Given passage:

My two youngest thought it funny to see how far they could get away from me before I noticed. It was dark outside and there were lots of people in an unfamiliar place. I was no longer willing to stay and let my kids push the boundaries for their safety. So we packed up and headed out.

As we were nearing the parking lot, my 4-year-old son, dressed in dark clothing, took off running into the poor-lit parking right towards an oncoming vehicle. I caught hold of him and told him that he would need to hold my hand or I would carry him. This highly stubborn child refused those two options and immediately tried to run off again.

I took hold of him and slung him over my shoulder like a sack of potatoes and set off towards the car, with the other kids trailing close behind me. My son fought me tooth and nail while screaming at me as loud as he could. He was ticked! And I was just as angry and frustrated. It was not easy holding on to a writhing anaconda-child so that he didn’t go crashing to the pavement! 

We eventually made it home and I got the kids to bed. My son was still so upset that I had forced him to be carried. As I tucked him into bed, he asked if I still loved him and why I tried to “choke” him by holding him so tightly. I explained that I had held on to him to keep him safe because I love him. I reassured him until he smiled and gave me a hug. But I still felt awful because I felt like that situation was a big, fat parenting fail.  

So, with the kids in bed, I took the time to evaluate how it had all gone. I had been learning about balanced power and the dynamics of anger, so this seemed a perfect moment to increase my understanding of the concept.

Was he wrong to feel angry? No. He was understandably upset at being restrained from what he wanted to do. However, he was completely ignoring a boundary meant to keep him from immediate danger. That wasn’t okay.

Was I wrong to feel angry? No. I was holding boundary lines to protect someone who doesn’t yet have the mental capacity and understanding of the situation to protect himself. Though I used force, I came to realize that it wasn’t an abuse of power because of the immediate danger and the responsibility I had as a parent in that moment. I did my best to make sure he learned something from the experience, but most importantly I assured him of my love.

I learned that it is balanced to protect those who cannot protect themselves or even those who ask for assistance. This isn’t a forcing of will upon another, but good heart-intention.

On the other hand, if another person has the ability to protect themselves and does not want assistance, it isn’t my responsibility to do it for them. To intervene here would be imbalance, regardless of how much I care about them. My job is to give support and guidance that the person is willing to receive, and to let them learn and gain experience of their own in a shame-free environment. 




SELF-EVALUATION QUESTIONS:

 

When faced with making a choice, check in and ask:

1.      1. What do I desire to yield to?

2.      2. What do I desire to resist?

3.      3. What is my heart’s “yes” and “no?”

4.      4. Which is louder, my heart’s “yes” or my heart’s “no?” Why?

5.      5. Why is this my heart’s “yes”/”no”? (ask this until you get to the root reason that resonates with your heart, not your mind).

Items:
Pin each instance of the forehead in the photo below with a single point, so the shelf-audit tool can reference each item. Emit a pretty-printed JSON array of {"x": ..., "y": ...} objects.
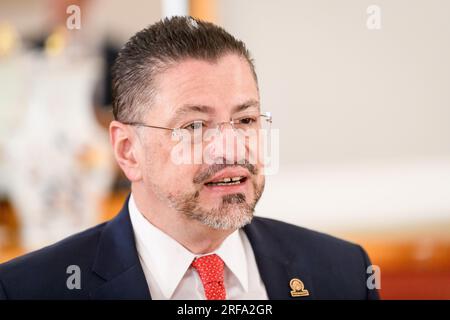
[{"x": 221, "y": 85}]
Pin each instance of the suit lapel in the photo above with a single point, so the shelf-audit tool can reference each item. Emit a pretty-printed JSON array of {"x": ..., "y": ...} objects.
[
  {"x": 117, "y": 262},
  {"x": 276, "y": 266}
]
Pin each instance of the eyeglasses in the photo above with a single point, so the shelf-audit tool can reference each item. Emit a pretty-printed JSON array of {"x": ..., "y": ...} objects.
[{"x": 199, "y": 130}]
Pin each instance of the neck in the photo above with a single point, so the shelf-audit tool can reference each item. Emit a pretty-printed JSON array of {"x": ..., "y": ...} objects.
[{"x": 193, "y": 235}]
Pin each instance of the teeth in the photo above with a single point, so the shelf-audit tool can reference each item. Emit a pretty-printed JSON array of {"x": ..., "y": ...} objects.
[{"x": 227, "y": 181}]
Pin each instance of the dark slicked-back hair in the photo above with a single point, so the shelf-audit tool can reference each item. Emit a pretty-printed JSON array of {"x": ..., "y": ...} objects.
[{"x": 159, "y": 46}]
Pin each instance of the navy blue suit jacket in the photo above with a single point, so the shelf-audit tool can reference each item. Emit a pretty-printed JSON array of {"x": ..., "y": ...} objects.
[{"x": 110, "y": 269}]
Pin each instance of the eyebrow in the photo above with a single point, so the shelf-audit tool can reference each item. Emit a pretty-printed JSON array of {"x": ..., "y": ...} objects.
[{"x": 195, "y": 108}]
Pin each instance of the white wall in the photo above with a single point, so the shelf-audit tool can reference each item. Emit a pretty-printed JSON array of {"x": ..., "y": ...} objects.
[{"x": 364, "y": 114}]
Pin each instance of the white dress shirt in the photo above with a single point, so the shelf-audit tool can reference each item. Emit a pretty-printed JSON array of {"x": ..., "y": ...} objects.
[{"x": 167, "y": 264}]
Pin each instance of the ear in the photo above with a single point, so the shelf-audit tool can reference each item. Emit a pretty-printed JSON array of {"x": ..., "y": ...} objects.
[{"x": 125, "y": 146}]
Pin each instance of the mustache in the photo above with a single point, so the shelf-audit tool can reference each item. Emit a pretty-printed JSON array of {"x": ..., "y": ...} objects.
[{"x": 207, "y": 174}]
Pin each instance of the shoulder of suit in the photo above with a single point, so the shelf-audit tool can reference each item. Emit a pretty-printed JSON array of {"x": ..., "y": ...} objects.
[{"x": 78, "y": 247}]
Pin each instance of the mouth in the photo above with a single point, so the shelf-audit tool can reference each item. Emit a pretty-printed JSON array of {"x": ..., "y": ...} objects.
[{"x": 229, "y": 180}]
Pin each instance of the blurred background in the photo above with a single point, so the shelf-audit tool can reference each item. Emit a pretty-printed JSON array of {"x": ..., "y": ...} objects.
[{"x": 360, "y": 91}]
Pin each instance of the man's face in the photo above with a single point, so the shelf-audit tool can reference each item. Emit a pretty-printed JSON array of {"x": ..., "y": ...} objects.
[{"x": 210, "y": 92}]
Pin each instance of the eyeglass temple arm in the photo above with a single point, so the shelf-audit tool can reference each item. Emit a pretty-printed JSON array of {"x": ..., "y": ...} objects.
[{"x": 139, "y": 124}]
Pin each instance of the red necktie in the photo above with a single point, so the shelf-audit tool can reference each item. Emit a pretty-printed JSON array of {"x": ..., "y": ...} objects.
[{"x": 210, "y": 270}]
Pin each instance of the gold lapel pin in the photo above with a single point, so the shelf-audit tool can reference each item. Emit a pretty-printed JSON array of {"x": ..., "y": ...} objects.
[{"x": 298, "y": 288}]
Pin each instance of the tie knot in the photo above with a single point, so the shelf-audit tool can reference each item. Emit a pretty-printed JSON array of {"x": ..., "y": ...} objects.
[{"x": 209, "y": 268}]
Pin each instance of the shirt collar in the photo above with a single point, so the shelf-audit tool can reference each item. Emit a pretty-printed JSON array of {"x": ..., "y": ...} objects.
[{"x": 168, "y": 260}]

---

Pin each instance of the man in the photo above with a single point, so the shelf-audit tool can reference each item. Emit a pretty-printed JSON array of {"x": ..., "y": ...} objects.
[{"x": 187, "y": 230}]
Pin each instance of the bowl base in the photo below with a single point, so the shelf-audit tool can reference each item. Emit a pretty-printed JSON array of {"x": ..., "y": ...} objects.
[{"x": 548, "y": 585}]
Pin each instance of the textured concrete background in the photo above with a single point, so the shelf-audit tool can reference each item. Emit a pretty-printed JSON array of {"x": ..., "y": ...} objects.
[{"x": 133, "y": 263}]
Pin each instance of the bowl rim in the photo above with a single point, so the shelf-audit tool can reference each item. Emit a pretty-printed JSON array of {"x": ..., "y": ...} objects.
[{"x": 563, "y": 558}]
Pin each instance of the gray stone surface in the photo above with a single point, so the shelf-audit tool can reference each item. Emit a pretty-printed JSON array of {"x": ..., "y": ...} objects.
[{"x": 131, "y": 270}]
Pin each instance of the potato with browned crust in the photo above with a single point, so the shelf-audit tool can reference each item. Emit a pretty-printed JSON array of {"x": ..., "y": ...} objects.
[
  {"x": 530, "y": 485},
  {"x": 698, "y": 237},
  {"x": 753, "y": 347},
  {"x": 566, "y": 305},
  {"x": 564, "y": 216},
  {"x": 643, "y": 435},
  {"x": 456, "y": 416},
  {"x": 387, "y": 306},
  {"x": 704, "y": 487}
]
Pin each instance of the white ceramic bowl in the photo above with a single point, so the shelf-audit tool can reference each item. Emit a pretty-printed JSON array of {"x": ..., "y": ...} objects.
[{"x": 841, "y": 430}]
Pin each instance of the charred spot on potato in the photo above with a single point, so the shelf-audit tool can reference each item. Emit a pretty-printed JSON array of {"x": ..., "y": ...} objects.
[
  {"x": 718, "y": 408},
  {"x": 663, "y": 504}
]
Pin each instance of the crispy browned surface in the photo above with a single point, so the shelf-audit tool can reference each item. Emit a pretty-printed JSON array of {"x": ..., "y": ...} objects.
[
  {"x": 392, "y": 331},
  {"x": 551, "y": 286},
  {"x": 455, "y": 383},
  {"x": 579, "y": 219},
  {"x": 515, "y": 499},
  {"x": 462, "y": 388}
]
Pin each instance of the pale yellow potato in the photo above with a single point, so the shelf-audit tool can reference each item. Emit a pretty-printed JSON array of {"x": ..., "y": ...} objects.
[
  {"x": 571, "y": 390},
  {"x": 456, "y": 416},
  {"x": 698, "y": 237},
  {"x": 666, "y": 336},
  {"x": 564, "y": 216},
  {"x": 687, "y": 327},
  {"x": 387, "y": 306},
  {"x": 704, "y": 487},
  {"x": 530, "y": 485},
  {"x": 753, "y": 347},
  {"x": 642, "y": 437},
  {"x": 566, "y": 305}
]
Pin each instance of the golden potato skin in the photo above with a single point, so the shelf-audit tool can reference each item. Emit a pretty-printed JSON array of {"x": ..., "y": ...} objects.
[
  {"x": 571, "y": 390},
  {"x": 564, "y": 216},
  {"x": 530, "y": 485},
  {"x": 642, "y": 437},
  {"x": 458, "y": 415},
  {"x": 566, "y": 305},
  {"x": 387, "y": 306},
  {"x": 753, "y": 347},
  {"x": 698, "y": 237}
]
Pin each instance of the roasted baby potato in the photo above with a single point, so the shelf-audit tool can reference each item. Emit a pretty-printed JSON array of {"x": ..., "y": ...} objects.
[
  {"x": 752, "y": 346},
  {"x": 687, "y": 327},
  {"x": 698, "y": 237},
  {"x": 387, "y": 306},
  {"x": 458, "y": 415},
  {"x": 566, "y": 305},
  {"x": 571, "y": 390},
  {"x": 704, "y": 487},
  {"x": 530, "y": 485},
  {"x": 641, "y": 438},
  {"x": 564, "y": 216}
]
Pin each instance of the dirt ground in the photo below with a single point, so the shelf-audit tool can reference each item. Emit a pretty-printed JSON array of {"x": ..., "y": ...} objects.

==

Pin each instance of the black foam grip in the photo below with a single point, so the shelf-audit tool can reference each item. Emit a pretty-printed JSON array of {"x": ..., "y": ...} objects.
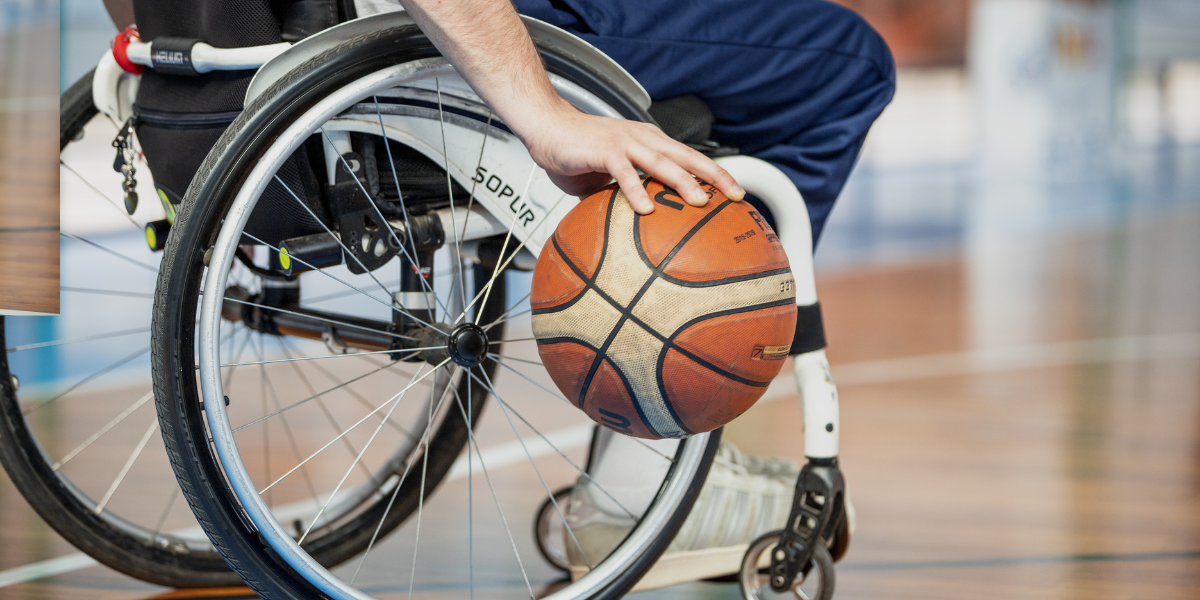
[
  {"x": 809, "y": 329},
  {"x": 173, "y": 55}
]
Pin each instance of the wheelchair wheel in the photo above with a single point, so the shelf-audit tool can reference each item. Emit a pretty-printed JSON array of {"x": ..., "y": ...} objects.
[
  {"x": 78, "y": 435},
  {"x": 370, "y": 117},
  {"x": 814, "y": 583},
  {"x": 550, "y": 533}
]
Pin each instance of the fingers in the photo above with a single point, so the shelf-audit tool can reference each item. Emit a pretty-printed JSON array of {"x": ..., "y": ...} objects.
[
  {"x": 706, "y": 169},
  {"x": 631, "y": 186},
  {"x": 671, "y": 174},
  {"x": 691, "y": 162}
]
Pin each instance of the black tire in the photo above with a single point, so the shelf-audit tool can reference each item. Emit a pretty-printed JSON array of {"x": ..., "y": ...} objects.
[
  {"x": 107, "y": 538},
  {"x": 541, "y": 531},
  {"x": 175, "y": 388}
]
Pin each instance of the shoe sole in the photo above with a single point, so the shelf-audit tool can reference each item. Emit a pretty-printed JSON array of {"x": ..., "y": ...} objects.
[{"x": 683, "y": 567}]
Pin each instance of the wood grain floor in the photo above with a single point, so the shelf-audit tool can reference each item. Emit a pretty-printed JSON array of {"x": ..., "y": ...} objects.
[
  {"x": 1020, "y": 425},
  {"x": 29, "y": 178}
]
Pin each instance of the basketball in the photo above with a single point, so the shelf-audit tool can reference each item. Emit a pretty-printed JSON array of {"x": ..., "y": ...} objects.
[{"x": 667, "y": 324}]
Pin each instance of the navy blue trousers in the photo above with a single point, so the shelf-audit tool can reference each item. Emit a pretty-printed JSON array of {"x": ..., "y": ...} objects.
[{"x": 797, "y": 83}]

Exercise instructions:
- 1) In the parenting essay, how old was the son who ran toward the oncoming vehicle?
- 2) Reproduce the part of the parenting essay that opens with the words "I took hold" and closes with "fat parenting fail.", switching "sack of potatoes" to "bag of flour".
- 3) Continue the parenting essay from the point where its text stops.
The listing comes from a different source than the parenting essay.

The results:
- 1) He was 4 years old.

- 2)
I took hold of him and slung him over my shoulder like a bag of flour and set off towards the car, with the other kids trailing close behind me. My son fought me tooth and nail while screaming at me as loud as he could. He was ticked! And I was just as angry and frustrated. It was not easy holding on to a writhing anaconda-child so that he didn’t go crashing to the pavement! 

We eventually made it home and I got the kids to bed. My son was still so upset that I had forced him to be carried. As I tucked him into bed, he asked if I still loved him and why I tried to “choke” him by holding him so tightly. I explained that I had held on to him to keep him safe because I love him. I reassured him until he smiled and gave me a hug. But I still felt awful because I felt like that situation was a big, fat parenting fail.

- 3)
6.     6. Are my intentions balanced? Why or why not?

7.      7. If there is fear in my heart, what do I need to do to flip that fear into self-empowerment?

8.      8. Is there anyone in my space that I am neglecting, silencing, diminishing, or using on any level? What are my intentions behind how I treat this person?

9.      9. Am I choosing to be the vessel of someone else’s will because I feel obligation and/or guilt? What am I worried about that is repressing my power?


When you know the what and the why of your will, ask:

1.     1.  What am I accountable for?

2.    2.  What actions are my responsibility in order for me to move forward?

3.    3. What can I do to carry out my own will without pushing responsibility on anyone else?

4.    4. Do I have any expectations for others in regards to my will? If so, how do I let those expectations go?

5.    5. How do I move forward without fear or trying to control people and circumstances?

6.    6. Am I using my emotions, mind, or body in a way that pushes others to do what I want them to? If so, what can I do to move back to balance?

7.    7. If I empower myself, what am I capable of doing?


When you feel angry, check in to see where you are in your relationship with power.

1.     1.  Are you feeling angry because your boundaries are not being respected?

2.   2. Are you angry because others are not doing what you think they should be doing?

3.   3. Do you feel angry because of all the resentment built up inside from doing so much for others out of obligation?

4.   4. Are you angry because someone told you “no?”

5.   5. Do you feel angry because someone chose not to listen to you?

6.   6. Do you feel angry because you are feeling protective?

7.   7. Do you feel angry because, under the surface, you are actually feeling afraid of not being good enough?

8.   8. Do I feel resentment or bitterness? If so, how am I giving up my power? What am I saying “yes” to that my heart says “no” to?

***Anger can show up in so many different situations. Ask yourself whatever questions you need in order to understand what you are doing with your power.

When there is a controversy or argument between people, pay attention to how anger shows up.

1.  1. Is the anger coming from a pushing of wills?

2.  2. Is it coming from holding up a boundary line?

3.  3. Is the anger expressed in self-protection or a protection of rights?

4.  4. Is the anger being expressed through blaming or threats?

 

A person balanced in power sees the strengths of another and empowers that person to use those strengths for good and for further growth.

A person balanced in power sees the weakness of another and empowers and supports that person to work with the weakness until it becomes a strength.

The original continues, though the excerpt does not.